### Region labeling records
● ● ● ● ●

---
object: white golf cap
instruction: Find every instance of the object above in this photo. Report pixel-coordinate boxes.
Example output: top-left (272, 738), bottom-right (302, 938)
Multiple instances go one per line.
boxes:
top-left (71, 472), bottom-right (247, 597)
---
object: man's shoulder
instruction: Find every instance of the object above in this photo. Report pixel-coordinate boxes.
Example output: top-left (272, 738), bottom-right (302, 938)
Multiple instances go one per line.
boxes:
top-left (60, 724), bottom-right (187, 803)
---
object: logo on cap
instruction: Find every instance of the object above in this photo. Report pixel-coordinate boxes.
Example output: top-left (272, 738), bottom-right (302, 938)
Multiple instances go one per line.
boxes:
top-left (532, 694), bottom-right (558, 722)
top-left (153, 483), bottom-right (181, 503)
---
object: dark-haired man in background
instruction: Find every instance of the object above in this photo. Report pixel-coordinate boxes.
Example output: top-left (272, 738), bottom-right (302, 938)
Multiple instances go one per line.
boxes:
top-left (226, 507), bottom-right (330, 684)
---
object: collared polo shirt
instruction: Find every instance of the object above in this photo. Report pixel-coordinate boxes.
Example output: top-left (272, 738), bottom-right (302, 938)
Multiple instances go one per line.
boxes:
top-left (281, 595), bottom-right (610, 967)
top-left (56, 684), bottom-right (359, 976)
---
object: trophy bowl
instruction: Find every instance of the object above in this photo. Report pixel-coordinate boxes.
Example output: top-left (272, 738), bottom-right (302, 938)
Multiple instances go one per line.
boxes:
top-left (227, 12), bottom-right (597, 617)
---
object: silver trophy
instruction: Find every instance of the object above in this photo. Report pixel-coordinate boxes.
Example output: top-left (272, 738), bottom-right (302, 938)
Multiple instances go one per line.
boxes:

● ● ● ● ●

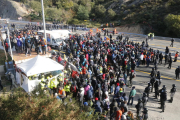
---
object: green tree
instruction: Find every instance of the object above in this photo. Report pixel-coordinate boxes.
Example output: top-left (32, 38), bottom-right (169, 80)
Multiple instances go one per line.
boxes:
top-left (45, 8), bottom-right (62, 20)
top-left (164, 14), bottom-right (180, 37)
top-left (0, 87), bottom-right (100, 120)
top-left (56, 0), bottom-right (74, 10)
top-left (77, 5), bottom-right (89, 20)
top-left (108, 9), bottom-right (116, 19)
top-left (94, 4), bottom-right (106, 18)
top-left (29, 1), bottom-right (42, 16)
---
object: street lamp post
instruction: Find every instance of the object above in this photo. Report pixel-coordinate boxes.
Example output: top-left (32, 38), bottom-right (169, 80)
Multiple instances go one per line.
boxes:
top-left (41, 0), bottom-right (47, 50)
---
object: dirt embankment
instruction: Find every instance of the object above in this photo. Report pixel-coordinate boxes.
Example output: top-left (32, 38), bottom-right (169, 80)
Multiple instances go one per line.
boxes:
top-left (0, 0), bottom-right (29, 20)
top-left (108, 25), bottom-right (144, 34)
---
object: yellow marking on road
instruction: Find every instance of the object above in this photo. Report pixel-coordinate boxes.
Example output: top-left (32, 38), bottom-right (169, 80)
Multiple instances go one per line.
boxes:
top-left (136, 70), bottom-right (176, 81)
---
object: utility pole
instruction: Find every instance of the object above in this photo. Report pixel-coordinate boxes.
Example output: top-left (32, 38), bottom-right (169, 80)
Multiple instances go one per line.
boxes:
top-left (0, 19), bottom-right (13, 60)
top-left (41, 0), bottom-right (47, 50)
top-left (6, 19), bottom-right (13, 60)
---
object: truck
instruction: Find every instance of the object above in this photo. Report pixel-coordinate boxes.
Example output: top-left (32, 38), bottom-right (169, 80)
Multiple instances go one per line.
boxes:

● ● ● ● ●

### Work to be completed
Pull out every line in the rows above that contains the word "trophy", copying each line in full.

### Written answer
object: trophy bowl
object: silver trophy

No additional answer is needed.